_Stated task_: Render everything from the start of the records down to the line containing "Trace the outline" as a Markdown table with the columns Row and Line, one numbered row per line and blank lines left out.

++++ Material for this exercise

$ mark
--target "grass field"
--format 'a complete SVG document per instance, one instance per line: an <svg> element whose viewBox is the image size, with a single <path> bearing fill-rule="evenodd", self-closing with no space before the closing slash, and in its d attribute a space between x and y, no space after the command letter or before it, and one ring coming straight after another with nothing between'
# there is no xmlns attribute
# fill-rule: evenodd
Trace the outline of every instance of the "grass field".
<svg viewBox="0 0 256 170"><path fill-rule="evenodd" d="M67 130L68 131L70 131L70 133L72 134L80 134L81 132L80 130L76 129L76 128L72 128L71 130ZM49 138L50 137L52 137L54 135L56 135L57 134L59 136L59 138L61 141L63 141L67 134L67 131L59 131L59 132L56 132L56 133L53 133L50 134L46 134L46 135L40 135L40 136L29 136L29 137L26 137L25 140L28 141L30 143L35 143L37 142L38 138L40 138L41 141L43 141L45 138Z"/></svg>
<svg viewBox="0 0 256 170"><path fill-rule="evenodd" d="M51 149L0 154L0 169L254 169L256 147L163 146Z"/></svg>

++++++++

_Solution for this task_:
| Row | Line |
|---|---|
| 1 | $ mark |
| 2 | --target "grass field" |
| 3 | --format 'a complete SVG document per instance, one instance per line: an <svg> element whose viewBox is the image size, with a single <path> bearing fill-rule="evenodd", self-closing with no space before the closing slash, and in its d attribute a space between x and y, no space after the command letter or before it, and one ring coming straight after another with nothing between' |
| 4 | # there is no xmlns attribute |
| 5 | # fill-rule: evenodd |
| 6 | Trace the outline of every instance of the "grass field". |